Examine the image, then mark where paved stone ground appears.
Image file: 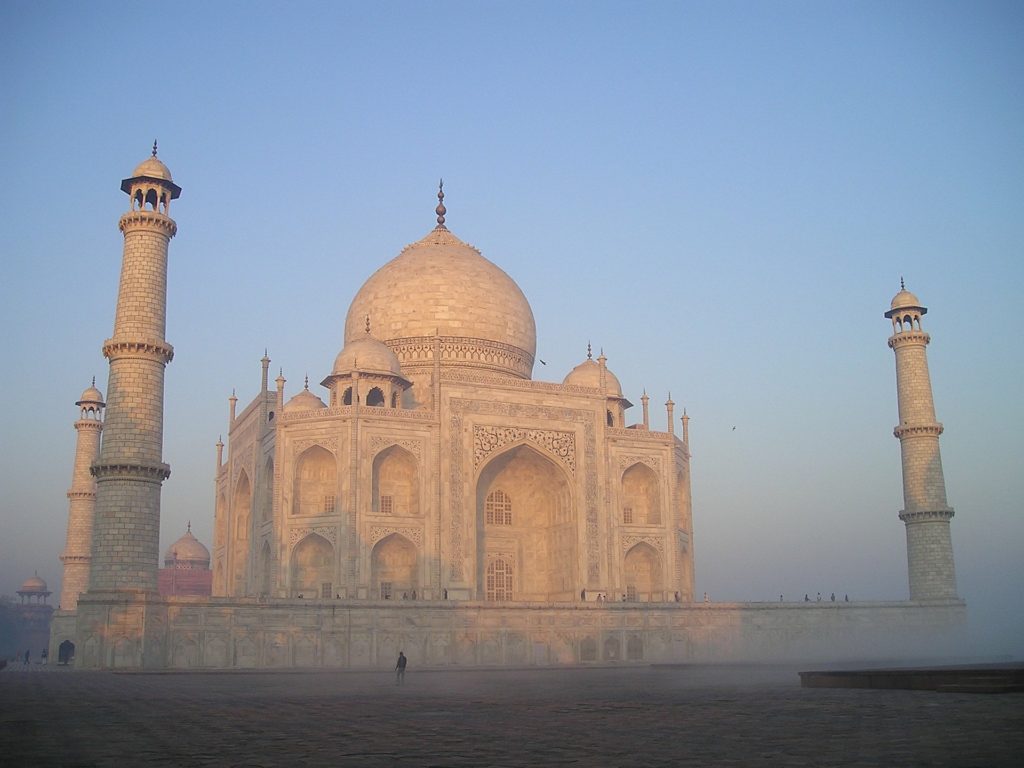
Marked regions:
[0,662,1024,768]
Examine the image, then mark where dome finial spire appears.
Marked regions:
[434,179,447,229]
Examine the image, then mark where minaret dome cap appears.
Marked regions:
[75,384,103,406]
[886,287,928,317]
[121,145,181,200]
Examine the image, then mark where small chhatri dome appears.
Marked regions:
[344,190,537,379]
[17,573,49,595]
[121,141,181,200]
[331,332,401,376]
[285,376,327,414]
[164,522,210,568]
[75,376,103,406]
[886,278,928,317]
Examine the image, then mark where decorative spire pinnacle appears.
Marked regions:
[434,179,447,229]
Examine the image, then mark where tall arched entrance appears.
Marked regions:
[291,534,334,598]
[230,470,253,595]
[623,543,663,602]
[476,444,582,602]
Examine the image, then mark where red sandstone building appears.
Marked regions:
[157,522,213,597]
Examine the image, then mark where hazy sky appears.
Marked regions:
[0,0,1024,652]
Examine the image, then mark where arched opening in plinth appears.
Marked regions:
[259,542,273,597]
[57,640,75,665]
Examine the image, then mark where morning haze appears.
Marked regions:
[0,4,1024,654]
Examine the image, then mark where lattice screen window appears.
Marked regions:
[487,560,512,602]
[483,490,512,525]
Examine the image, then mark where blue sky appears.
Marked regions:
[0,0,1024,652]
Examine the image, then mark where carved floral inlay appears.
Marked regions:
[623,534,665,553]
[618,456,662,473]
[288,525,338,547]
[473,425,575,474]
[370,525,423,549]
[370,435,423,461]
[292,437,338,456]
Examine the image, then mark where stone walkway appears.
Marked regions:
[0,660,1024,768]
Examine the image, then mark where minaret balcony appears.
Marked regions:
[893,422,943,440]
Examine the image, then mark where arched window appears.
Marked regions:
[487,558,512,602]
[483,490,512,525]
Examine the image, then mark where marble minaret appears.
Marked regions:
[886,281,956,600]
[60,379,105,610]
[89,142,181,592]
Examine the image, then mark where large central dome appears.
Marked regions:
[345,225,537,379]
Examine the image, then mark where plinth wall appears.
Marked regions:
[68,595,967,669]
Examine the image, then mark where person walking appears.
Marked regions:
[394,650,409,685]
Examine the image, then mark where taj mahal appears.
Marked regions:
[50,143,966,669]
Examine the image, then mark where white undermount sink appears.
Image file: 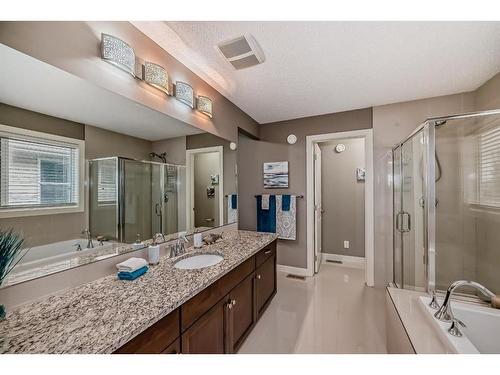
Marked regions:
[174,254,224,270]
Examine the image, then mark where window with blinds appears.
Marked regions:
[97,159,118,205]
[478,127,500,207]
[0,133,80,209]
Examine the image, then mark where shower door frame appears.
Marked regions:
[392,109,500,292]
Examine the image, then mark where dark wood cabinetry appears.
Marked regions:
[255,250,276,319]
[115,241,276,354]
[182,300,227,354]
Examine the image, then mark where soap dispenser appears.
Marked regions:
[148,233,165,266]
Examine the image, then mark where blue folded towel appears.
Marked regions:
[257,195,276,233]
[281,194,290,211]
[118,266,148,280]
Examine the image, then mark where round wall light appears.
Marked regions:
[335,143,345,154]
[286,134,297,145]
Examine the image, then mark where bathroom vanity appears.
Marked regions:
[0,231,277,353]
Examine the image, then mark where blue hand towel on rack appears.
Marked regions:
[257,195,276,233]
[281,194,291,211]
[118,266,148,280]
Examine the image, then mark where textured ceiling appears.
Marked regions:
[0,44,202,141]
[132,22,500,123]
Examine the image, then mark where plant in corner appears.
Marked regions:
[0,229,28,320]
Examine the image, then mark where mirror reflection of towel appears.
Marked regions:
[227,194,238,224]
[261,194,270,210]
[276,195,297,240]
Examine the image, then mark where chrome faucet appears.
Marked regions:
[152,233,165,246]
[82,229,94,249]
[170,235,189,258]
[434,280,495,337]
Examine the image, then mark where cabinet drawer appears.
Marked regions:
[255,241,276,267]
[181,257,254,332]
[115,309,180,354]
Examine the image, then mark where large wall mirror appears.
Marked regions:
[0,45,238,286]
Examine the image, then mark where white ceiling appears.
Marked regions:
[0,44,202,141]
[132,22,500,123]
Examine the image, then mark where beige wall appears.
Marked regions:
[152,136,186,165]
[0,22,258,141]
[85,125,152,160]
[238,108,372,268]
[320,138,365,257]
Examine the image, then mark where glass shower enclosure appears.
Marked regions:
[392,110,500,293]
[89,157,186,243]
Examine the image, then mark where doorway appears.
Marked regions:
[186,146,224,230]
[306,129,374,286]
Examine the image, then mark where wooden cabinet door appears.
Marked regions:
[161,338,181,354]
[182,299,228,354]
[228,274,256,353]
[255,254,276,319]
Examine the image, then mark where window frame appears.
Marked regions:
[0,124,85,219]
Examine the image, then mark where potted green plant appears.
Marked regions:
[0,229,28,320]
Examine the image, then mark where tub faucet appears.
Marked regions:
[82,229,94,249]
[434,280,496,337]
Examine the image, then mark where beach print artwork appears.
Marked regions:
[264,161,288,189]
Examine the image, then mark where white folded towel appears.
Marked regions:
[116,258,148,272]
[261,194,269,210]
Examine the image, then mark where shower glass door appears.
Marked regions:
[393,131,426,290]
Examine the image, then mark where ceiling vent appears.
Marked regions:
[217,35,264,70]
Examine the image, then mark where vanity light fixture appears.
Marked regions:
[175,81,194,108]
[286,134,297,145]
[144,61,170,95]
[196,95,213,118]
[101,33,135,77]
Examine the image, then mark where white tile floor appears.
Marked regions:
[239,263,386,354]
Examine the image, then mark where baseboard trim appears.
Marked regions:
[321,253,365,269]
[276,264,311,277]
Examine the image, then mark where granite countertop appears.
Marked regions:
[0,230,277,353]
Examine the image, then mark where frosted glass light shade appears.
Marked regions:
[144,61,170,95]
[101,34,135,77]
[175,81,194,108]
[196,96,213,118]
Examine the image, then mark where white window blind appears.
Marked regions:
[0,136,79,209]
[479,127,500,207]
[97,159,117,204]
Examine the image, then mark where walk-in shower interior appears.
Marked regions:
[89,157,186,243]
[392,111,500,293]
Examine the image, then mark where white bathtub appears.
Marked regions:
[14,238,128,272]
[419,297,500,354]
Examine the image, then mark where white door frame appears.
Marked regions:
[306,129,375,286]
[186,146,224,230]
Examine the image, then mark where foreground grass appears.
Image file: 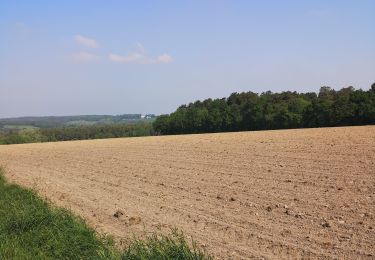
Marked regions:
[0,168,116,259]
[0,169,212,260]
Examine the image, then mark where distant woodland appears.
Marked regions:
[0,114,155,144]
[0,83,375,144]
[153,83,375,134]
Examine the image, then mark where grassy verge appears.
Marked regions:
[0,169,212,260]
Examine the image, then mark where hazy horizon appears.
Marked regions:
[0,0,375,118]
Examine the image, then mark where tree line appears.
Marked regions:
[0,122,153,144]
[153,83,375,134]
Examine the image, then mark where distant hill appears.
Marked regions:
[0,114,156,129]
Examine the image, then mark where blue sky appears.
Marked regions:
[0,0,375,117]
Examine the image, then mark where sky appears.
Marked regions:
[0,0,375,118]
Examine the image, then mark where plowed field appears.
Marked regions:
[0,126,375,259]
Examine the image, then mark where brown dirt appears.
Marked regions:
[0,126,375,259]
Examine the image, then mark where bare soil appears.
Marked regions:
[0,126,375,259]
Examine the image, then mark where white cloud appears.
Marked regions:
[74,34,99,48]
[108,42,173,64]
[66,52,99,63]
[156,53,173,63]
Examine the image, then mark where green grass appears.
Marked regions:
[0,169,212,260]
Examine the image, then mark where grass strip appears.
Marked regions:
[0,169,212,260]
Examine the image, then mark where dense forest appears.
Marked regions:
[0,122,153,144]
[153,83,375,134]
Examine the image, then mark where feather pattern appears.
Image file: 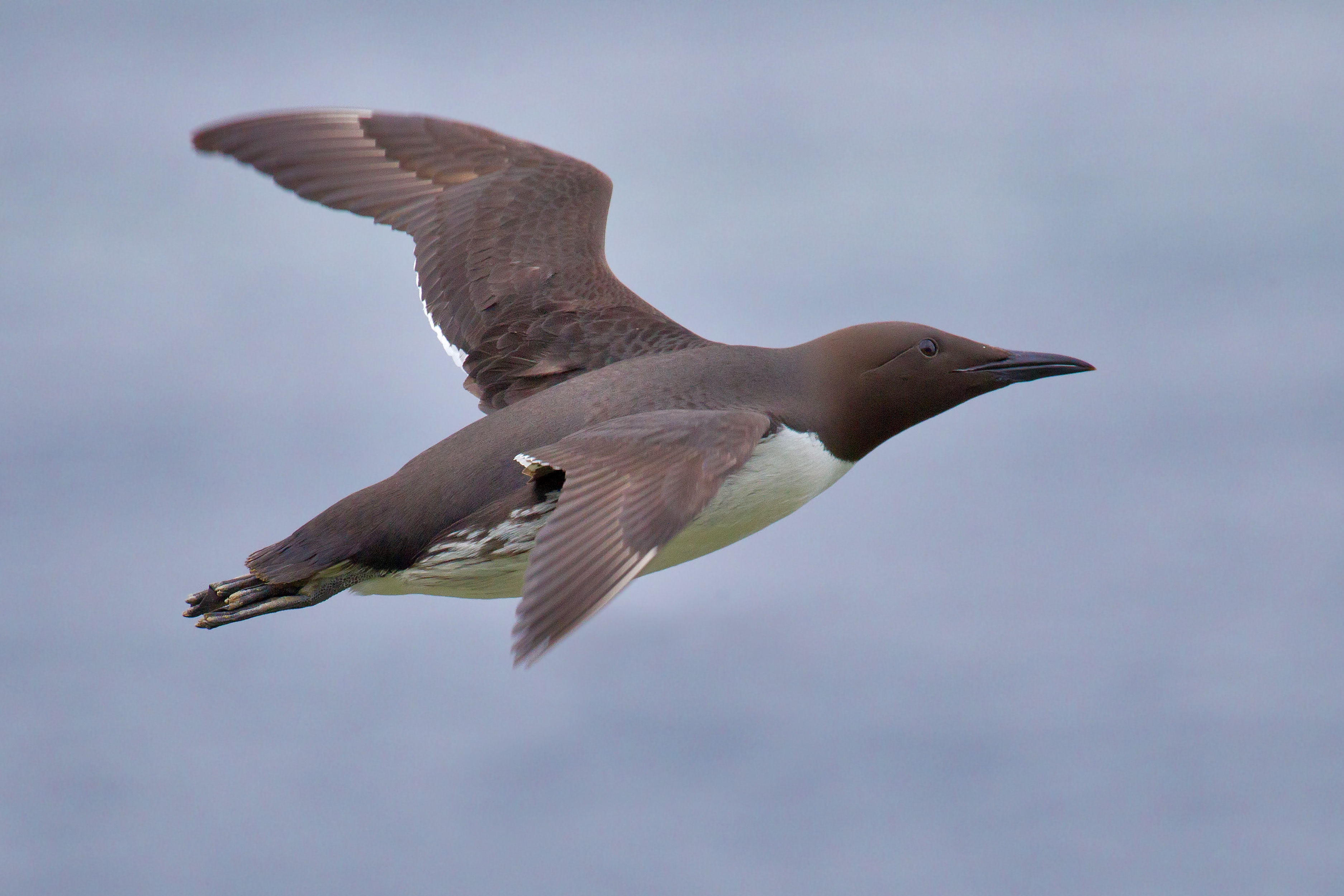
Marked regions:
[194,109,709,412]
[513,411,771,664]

+++

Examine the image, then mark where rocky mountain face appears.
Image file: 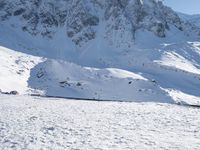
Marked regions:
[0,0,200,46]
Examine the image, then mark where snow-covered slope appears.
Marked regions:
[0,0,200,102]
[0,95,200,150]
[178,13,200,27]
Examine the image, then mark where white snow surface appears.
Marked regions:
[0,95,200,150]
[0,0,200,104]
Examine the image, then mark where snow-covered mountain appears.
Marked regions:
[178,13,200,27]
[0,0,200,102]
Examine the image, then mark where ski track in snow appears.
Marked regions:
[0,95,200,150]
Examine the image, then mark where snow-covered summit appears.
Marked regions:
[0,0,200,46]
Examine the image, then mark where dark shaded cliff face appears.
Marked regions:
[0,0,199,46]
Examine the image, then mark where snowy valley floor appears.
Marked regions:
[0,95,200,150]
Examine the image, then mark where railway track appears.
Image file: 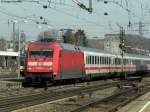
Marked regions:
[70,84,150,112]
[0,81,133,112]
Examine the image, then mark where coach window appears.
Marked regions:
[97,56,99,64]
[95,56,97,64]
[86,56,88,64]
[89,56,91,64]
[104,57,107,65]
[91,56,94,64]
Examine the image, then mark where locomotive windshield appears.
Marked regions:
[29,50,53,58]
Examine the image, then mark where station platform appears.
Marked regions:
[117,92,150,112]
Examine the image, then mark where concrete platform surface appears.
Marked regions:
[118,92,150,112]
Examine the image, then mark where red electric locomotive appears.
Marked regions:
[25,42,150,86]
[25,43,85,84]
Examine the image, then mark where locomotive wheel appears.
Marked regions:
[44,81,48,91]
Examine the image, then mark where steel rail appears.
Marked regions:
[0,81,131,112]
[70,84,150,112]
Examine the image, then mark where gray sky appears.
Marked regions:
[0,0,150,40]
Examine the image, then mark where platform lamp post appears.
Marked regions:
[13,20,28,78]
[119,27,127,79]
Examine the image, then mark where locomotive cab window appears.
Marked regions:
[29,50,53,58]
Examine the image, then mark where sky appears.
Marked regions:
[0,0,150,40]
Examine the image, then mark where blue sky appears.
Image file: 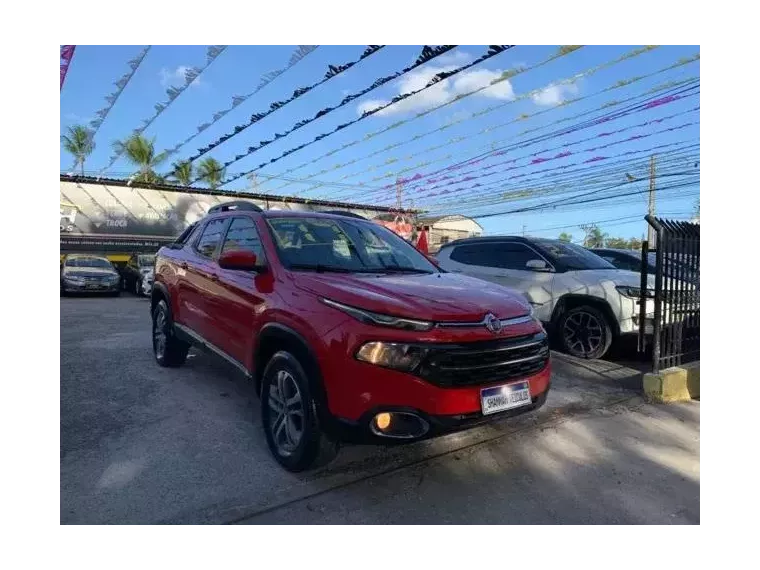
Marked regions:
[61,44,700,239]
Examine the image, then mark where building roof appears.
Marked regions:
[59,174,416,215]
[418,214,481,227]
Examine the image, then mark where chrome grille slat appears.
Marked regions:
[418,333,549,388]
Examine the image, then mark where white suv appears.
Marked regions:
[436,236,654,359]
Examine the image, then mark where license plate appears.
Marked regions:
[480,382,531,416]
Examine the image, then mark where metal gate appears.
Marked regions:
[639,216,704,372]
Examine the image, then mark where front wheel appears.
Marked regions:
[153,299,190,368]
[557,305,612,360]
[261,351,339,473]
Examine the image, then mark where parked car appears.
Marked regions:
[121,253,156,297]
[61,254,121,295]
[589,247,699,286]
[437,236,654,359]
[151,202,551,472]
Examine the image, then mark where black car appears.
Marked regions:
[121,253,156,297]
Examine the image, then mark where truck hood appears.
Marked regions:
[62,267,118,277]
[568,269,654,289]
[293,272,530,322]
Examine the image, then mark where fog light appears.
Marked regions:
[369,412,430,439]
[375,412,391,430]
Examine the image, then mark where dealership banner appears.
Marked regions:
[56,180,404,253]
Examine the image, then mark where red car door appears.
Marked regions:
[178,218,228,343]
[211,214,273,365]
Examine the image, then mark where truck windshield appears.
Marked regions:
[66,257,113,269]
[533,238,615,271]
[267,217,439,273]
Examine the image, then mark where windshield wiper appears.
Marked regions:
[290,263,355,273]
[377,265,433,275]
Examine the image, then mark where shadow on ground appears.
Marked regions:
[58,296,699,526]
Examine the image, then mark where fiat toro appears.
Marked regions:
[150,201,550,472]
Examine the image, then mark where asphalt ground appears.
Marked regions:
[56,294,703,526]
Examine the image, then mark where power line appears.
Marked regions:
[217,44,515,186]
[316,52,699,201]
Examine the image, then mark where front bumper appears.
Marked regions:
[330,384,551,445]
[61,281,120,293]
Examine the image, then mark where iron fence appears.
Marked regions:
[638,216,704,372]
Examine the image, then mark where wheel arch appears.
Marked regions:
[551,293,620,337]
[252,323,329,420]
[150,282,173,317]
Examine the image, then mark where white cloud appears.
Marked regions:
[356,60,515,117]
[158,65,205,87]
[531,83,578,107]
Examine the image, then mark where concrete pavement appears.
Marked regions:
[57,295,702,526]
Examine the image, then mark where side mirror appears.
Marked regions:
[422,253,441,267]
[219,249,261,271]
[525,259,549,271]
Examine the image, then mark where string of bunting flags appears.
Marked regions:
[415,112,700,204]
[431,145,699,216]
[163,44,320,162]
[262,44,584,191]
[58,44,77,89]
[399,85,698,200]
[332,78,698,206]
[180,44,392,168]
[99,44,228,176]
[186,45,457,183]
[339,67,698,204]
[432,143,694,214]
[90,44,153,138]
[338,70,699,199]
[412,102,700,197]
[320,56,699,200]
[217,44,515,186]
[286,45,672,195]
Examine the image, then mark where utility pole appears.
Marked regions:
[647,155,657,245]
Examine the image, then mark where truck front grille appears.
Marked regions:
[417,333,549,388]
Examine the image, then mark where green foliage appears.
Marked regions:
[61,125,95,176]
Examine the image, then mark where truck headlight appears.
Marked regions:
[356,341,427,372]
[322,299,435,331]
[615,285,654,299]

+++

* **Instructions to follow**
Return verbatim the lines of the listing from the line containing "Examine the image, then mark where snow-covered summit" through the line containing "[25,43,85,84]", inclusive of both, and omit the pictures.

* **Answer for the task**
Examine the image, then mark where snow-covered summit appears.
Marked regions:
[0,0,200,46]
Examine the image, then mark where dark shaded cliff face appears.
Marked regions:
[0,0,199,46]
Examine the image, then mark where snowy valley floor appears.
Marked regions:
[0,95,200,150]
Examine the image, then mark where railway track appears.
Image file: 
Marked regions:
[70,84,150,112]
[0,81,133,112]
Examine the image, then mark where coach window appears.
Marked regions:
[97,56,99,64]
[95,56,97,64]
[86,56,88,64]
[89,56,91,64]
[104,57,107,65]
[91,56,94,64]
Examine the image, then mark where locomotive windshield appears.
Marked regions:
[29,50,53,58]
Examine the image, then mark where station platform appears.
Marked regions:
[117,92,150,112]
Examine the image, then mark where concrete platform surface appears.
Marked regions:
[118,92,150,112]
Examine the image, then mark where red electric locomotive appears.
Marked regions:
[25,42,150,86]
[25,43,85,84]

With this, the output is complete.